● Your goal: Reproduce every line of the listing below verbatim, omitting the pictures.

-- Begin Records provided --

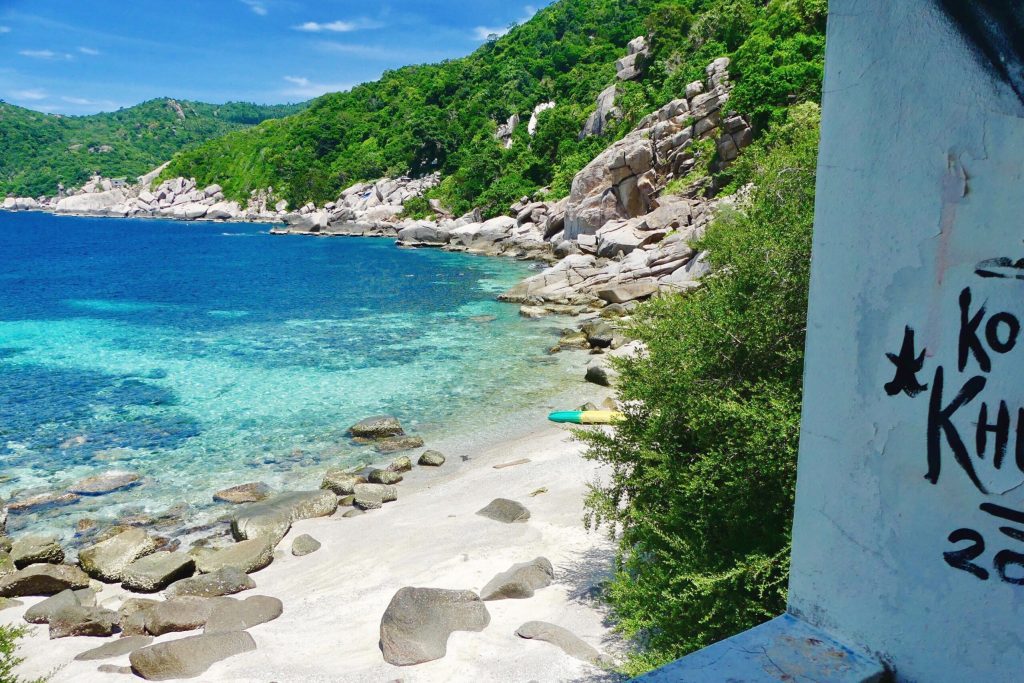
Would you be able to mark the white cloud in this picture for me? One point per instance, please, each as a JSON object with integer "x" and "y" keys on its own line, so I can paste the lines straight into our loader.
{"x": 45, "y": 54}
{"x": 484, "y": 33}
{"x": 339, "y": 27}
{"x": 303, "y": 87}
{"x": 257, "y": 6}
{"x": 34, "y": 94}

-- End Records provided --

● Response to the exercise:
Would you be able to mark the white cloud in this picture for me? One point per instance, please, each as a JSON object with integer "x" and "y" keys on its own line, so I can paste the lines straight into our loader.
{"x": 45, "y": 54}
{"x": 484, "y": 33}
{"x": 339, "y": 27}
{"x": 303, "y": 87}
{"x": 257, "y": 6}
{"x": 34, "y": 94}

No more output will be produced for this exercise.